### [TASK STATEMENT]
Work out how many lines of this material hold the word "light". Write only that number.
——
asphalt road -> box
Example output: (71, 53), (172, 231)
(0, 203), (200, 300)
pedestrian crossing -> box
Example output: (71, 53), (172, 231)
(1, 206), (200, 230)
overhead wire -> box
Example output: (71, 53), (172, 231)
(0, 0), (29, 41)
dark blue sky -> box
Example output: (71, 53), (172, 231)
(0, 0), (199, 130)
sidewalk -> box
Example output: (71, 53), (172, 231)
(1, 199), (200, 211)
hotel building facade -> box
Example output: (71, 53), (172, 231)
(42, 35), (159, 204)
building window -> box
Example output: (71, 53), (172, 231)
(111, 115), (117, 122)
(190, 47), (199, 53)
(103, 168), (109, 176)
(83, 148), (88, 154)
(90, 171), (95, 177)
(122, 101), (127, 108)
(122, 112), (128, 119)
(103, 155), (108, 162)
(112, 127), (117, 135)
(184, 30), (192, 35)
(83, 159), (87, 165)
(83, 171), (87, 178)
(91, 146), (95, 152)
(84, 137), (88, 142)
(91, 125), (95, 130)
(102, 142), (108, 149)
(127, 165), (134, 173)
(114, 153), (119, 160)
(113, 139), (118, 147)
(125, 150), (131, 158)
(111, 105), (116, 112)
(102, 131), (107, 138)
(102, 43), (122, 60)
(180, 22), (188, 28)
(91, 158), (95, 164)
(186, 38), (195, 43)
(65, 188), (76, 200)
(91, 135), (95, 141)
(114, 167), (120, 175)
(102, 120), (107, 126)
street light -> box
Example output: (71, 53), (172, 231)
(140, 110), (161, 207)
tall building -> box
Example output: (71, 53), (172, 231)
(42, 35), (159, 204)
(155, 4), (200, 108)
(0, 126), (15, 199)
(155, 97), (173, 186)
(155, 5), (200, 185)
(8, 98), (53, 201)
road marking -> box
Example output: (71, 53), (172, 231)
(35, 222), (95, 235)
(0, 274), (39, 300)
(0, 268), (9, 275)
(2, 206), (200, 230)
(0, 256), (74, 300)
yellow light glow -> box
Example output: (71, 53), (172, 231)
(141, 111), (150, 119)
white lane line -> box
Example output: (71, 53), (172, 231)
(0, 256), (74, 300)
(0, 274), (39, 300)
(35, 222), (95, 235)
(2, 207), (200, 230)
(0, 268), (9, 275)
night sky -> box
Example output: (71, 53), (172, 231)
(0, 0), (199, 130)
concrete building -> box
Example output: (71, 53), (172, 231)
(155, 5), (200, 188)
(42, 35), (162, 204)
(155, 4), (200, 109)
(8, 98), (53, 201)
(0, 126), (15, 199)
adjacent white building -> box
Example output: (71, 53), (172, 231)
——
### [YOUR SOLUTION]
2